Data extract
"""

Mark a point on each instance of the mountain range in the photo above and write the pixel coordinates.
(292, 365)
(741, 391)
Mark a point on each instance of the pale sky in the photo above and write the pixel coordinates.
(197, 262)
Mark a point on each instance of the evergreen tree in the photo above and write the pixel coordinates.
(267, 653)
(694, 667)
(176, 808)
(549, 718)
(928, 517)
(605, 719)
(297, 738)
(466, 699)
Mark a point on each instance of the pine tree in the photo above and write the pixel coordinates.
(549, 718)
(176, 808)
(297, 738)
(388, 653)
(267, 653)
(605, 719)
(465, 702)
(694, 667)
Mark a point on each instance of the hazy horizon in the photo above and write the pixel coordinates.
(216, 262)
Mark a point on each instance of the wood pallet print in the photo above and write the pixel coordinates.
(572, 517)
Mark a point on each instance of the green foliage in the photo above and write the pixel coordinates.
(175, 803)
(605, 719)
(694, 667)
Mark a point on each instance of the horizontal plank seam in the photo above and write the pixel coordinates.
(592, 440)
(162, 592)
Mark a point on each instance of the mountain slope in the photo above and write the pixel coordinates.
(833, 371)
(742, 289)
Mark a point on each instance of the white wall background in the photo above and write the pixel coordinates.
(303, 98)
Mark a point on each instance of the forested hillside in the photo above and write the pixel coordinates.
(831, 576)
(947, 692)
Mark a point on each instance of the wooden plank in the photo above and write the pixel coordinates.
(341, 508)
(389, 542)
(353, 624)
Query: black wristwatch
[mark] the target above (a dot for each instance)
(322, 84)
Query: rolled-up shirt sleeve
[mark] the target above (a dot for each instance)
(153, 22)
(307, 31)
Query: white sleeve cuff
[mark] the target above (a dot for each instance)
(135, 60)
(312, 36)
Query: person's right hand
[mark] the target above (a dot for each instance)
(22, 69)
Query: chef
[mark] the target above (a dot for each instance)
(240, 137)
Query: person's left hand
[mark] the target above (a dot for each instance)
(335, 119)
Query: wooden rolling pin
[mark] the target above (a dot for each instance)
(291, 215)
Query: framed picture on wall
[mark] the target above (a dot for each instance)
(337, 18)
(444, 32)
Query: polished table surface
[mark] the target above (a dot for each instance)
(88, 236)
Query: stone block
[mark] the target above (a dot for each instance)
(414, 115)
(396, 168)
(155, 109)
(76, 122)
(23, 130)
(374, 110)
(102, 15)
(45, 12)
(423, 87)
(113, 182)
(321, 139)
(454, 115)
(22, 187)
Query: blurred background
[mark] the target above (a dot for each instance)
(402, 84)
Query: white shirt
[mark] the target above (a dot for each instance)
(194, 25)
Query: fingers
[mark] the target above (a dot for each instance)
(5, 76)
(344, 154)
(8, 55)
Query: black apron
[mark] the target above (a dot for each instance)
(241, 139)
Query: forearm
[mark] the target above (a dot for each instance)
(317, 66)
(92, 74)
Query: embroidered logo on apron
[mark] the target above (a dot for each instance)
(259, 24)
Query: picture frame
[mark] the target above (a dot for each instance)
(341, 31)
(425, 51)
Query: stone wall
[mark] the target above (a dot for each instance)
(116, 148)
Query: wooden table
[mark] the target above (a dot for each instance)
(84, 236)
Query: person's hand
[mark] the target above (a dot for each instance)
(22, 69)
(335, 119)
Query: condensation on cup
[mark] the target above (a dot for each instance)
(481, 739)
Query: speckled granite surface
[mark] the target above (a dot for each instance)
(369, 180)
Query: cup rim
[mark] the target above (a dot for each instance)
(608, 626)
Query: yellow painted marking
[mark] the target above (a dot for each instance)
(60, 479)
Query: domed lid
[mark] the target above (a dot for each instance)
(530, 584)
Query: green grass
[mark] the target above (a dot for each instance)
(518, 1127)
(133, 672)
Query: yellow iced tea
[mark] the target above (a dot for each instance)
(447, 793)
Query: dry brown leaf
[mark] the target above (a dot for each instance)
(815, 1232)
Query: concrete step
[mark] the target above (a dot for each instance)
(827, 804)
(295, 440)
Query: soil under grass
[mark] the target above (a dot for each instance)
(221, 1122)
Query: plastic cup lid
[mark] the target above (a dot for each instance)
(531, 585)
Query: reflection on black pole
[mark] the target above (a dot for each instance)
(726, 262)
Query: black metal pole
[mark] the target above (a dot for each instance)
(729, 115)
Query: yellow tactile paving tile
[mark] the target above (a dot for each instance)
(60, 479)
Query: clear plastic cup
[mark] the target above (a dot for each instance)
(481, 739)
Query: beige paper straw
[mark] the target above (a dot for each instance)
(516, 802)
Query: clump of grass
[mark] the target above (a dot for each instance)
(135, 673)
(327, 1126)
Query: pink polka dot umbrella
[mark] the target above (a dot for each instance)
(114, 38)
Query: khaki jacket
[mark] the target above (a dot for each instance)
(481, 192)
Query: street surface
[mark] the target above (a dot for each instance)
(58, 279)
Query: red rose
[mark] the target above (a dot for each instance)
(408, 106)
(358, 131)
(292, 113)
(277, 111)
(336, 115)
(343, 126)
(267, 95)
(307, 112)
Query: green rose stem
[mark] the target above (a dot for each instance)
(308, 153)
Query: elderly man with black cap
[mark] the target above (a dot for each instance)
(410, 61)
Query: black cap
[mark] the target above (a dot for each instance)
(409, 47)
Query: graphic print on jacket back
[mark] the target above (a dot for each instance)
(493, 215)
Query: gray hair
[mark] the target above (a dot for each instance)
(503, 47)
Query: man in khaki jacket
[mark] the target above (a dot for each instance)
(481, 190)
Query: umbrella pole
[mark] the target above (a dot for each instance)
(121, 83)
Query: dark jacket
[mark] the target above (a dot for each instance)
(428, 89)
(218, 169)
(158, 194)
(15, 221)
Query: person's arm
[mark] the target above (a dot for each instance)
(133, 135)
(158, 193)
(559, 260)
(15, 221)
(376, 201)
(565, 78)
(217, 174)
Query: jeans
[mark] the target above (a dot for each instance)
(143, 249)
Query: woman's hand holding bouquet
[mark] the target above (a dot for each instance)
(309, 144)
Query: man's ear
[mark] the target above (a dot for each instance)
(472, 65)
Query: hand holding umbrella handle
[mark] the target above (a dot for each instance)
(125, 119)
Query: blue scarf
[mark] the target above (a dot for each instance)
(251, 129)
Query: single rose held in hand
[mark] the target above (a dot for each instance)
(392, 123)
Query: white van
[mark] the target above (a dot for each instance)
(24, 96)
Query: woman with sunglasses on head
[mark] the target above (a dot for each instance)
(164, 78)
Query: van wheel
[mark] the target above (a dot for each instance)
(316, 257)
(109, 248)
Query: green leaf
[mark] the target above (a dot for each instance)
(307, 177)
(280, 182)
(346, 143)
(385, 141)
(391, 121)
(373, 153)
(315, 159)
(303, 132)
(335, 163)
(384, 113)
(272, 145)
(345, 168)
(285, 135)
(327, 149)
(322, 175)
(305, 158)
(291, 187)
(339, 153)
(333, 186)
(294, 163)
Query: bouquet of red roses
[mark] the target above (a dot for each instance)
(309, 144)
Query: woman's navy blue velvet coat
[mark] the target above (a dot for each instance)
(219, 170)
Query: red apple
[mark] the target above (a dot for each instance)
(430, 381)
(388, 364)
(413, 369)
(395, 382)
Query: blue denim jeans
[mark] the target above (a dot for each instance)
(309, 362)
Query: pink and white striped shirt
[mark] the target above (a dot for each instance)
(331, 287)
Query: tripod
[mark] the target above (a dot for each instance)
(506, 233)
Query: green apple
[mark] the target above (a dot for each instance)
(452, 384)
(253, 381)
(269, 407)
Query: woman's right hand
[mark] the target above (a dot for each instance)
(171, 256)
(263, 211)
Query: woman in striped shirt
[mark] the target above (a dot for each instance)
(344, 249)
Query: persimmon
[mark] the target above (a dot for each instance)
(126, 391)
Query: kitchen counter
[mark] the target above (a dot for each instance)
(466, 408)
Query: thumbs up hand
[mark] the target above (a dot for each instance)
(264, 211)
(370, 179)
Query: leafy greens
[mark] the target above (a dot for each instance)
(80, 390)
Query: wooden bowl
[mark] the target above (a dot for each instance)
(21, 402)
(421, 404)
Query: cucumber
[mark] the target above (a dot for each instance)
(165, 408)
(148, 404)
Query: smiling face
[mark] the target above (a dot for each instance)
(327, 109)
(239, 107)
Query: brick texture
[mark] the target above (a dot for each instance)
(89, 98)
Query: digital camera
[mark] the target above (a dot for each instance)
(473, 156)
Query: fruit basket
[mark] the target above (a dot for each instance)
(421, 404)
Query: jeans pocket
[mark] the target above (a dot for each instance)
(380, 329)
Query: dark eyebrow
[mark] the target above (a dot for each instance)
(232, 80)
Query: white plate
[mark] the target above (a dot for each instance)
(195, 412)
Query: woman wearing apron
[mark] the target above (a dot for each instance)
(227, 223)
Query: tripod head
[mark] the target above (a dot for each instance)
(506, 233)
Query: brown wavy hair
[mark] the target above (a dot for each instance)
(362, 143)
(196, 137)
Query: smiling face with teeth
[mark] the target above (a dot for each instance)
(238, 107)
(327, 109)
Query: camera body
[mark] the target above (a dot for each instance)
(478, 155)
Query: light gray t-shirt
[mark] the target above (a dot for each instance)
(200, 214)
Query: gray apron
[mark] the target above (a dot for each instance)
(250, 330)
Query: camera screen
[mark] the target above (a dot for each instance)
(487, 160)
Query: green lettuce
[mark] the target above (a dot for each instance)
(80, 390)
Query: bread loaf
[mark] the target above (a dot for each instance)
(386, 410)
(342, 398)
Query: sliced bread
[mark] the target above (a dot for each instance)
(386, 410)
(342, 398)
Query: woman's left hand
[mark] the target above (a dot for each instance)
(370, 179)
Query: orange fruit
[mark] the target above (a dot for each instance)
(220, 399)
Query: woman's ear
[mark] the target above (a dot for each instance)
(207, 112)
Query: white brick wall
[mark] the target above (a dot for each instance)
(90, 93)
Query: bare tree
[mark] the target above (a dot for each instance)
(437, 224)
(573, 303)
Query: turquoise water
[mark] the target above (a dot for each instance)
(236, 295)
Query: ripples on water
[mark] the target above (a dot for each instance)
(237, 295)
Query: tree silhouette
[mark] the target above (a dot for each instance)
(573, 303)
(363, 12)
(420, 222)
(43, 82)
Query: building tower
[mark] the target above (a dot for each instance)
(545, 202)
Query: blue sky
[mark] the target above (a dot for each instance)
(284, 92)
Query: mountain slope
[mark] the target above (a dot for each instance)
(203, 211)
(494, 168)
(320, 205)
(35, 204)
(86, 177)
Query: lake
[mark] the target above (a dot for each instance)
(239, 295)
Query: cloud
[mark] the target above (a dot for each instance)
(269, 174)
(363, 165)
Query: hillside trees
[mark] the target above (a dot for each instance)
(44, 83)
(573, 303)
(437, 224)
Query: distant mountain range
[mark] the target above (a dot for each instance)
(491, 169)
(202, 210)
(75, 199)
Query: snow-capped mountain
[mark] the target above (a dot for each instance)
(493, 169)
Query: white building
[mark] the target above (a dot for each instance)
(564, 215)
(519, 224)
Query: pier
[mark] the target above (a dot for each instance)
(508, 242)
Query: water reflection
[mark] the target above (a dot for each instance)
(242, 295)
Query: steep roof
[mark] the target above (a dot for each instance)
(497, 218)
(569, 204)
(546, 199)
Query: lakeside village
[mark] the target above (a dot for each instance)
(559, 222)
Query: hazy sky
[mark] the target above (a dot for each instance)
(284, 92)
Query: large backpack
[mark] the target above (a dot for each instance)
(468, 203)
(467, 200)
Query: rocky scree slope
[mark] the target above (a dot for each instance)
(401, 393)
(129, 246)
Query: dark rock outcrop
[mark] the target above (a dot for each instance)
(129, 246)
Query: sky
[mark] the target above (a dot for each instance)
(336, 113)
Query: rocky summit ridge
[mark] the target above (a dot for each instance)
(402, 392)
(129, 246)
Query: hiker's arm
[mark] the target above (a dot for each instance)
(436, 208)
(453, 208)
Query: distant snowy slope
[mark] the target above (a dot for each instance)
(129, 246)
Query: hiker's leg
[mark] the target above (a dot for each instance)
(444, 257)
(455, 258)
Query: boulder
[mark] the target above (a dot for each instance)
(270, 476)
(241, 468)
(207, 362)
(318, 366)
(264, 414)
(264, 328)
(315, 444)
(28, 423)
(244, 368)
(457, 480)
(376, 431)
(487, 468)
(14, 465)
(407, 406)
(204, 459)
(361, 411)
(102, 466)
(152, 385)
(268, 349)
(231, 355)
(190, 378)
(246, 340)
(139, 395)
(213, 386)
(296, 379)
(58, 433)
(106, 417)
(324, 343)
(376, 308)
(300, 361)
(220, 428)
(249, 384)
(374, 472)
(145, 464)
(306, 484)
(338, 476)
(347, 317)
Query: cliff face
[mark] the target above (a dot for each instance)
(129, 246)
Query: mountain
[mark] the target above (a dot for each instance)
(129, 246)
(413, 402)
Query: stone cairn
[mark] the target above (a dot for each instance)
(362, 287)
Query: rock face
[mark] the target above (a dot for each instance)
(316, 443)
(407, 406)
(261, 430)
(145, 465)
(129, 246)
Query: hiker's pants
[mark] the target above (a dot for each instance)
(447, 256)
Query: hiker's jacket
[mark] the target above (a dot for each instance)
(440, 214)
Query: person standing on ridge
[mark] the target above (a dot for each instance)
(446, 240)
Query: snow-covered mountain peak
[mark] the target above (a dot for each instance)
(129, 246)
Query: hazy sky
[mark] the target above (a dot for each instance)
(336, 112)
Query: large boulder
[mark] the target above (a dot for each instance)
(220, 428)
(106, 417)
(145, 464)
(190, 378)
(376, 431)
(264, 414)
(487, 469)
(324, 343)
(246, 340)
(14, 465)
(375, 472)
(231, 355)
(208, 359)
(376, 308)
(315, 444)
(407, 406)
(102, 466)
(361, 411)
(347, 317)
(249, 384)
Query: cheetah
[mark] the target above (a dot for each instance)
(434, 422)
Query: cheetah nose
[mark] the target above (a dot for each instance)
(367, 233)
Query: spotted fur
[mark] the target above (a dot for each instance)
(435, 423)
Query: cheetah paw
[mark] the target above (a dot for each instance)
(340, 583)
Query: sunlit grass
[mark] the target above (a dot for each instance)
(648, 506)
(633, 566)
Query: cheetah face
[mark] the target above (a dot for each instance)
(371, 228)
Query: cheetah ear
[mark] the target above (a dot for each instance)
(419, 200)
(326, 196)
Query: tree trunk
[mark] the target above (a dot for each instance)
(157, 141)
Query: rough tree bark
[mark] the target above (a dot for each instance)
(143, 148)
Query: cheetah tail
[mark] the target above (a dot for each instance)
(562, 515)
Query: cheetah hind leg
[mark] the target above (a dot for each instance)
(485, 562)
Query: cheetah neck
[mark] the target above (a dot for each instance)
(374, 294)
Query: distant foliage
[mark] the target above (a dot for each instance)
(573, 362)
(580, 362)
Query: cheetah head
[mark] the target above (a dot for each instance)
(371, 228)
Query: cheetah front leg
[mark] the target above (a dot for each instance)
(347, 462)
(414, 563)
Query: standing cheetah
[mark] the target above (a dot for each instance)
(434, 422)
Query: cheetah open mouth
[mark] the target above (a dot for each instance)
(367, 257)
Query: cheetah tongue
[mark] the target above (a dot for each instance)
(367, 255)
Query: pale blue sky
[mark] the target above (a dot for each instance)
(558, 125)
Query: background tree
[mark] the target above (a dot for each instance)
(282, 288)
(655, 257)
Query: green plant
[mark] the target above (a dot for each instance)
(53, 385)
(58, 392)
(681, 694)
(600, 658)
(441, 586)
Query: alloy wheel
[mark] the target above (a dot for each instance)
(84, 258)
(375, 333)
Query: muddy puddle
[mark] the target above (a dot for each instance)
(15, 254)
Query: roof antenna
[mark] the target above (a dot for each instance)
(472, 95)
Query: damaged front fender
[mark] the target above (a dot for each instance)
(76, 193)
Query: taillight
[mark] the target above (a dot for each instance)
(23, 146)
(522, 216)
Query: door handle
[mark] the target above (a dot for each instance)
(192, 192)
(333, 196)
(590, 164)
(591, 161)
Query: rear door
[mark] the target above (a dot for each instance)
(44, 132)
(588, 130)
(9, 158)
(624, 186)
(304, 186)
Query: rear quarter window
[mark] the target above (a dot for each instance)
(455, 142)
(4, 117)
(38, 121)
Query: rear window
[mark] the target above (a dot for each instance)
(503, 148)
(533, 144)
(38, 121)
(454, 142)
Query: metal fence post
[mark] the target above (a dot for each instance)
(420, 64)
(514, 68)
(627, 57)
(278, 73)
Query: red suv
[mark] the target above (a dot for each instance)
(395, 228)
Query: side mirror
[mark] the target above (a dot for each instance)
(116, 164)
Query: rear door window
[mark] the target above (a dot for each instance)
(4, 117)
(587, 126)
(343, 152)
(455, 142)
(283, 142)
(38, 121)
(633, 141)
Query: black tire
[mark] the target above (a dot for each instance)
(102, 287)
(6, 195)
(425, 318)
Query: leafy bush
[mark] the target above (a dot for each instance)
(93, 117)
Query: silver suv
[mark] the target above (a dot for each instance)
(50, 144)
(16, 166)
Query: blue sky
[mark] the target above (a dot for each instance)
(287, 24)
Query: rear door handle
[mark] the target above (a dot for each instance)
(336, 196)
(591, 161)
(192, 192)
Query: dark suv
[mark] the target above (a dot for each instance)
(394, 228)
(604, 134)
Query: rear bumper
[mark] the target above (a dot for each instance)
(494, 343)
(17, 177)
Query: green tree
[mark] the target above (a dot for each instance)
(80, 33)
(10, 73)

"""

The problem
Filter the records above and copy every line that contains the word "handle".

Written answer
Query: hand holding umbrella handle
Query: door handle
Query: rear door handle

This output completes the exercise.